— Short task —
Beginning at the line that contains "Thank you for the photo. Please point out the banner", reproduce every line to the end of the material without changing any of them.

Stored data entries:
** Start **

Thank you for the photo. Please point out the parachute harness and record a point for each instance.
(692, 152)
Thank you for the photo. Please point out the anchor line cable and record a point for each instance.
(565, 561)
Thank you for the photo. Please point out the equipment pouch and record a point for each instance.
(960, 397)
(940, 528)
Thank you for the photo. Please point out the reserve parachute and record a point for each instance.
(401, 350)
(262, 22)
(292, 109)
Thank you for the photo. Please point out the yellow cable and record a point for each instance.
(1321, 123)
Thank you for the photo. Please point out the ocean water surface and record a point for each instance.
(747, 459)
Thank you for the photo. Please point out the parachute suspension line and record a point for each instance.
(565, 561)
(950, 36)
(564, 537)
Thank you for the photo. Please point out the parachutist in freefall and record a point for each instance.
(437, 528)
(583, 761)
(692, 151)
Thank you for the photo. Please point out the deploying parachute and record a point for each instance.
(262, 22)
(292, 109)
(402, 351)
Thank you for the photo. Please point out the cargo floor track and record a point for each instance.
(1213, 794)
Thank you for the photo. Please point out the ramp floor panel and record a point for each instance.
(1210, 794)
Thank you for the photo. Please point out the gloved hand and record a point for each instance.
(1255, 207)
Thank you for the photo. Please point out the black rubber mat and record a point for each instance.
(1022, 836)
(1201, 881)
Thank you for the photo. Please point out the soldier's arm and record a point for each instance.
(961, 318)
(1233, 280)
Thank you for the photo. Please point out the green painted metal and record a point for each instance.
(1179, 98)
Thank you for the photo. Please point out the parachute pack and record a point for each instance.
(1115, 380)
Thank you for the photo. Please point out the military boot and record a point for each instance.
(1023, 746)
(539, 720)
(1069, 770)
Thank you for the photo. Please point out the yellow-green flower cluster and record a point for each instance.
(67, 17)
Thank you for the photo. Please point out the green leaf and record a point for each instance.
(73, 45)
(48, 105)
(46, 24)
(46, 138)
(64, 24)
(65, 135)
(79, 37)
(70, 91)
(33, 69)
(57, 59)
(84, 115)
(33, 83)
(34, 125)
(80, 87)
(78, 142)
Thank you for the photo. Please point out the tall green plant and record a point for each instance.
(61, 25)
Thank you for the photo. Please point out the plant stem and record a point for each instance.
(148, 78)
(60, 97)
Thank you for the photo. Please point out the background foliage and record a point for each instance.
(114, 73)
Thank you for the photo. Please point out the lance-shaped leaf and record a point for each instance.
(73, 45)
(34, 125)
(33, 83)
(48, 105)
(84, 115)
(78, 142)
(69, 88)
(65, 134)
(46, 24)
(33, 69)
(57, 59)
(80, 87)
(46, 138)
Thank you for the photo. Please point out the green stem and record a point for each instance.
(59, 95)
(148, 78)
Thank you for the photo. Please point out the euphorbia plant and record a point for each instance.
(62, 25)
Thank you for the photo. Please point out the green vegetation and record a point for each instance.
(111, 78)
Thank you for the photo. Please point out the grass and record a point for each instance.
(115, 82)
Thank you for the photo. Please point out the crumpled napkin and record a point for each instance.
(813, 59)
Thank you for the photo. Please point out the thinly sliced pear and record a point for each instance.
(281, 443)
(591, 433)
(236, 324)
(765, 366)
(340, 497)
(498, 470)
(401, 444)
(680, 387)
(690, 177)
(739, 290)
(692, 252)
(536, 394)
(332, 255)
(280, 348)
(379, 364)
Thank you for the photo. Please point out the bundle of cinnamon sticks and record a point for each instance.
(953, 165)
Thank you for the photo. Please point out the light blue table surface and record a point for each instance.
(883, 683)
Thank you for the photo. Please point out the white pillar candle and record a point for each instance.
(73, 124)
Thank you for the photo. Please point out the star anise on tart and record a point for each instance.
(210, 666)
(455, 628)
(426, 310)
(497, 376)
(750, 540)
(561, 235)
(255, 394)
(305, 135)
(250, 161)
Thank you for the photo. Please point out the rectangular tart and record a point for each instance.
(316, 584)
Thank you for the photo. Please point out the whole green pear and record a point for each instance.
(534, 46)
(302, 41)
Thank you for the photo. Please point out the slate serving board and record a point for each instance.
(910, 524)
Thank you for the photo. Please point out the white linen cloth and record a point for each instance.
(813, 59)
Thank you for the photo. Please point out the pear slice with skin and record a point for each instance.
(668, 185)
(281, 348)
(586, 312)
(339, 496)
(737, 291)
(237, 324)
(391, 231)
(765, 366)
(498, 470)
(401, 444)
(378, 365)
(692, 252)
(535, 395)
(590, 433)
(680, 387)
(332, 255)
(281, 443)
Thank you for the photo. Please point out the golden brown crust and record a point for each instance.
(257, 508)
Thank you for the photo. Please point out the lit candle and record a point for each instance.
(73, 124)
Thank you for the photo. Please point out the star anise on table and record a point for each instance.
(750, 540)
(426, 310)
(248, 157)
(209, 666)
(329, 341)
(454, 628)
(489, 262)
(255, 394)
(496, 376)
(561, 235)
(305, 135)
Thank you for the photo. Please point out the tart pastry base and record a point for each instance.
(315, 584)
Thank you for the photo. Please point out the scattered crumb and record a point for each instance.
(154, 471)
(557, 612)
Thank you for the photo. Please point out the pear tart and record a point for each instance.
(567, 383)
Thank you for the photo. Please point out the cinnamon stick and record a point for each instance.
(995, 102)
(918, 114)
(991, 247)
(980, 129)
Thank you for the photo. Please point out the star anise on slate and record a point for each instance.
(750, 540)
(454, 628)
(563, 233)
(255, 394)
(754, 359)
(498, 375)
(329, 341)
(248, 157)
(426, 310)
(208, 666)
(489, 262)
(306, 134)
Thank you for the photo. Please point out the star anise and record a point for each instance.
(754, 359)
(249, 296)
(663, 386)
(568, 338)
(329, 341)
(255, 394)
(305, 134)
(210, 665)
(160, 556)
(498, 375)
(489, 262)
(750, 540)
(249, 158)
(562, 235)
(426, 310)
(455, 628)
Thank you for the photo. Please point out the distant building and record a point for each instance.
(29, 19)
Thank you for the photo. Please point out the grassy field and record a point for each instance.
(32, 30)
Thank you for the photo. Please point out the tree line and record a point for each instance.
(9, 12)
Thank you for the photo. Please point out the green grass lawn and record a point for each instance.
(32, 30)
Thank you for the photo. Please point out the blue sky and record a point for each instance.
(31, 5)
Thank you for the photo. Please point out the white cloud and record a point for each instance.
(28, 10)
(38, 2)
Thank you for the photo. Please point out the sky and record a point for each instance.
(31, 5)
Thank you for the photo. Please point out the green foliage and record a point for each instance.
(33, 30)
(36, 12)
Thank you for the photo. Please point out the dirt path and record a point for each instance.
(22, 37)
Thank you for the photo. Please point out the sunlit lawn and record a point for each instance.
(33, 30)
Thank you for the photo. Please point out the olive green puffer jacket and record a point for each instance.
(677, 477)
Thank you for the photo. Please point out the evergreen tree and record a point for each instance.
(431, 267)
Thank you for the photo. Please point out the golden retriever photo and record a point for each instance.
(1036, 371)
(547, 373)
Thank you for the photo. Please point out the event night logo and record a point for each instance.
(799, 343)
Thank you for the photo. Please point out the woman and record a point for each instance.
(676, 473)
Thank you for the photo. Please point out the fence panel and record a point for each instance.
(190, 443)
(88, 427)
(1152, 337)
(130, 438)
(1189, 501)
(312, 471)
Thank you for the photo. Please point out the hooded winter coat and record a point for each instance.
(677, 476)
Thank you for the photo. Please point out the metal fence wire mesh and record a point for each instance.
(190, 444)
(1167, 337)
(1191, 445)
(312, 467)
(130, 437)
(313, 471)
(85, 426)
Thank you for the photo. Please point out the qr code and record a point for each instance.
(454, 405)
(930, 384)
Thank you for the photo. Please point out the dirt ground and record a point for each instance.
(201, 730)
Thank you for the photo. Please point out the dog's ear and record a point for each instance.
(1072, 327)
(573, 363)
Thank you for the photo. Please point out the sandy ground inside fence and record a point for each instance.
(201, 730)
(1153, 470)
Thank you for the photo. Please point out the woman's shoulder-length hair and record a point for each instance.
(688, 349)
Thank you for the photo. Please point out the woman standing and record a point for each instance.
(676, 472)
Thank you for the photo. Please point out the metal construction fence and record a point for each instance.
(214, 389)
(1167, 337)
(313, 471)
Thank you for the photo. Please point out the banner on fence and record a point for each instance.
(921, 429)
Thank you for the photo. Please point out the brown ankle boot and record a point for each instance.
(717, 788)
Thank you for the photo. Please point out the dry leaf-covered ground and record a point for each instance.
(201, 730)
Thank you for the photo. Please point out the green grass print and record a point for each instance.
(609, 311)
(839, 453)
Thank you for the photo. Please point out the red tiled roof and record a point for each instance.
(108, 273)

** End **

— Written reply —
Thank you for the photo. Please point out the banner on fence and record a point for each instance.
(921, 429)
Thank you for the photo. Please point out the brown ankle boot and record a point for each instance.
(717, 788)
Thank you for the photo. Please point out the dry leaf-covered ground and record a point for each instance.
(201, 730)
Thank you for the photo. Please point out the green grass print and record a point for each instance.
(609, 311)
(839, 453)
Thank you for the photo. Please point out the red tiled roof and record a point for each instance.
(108, 273)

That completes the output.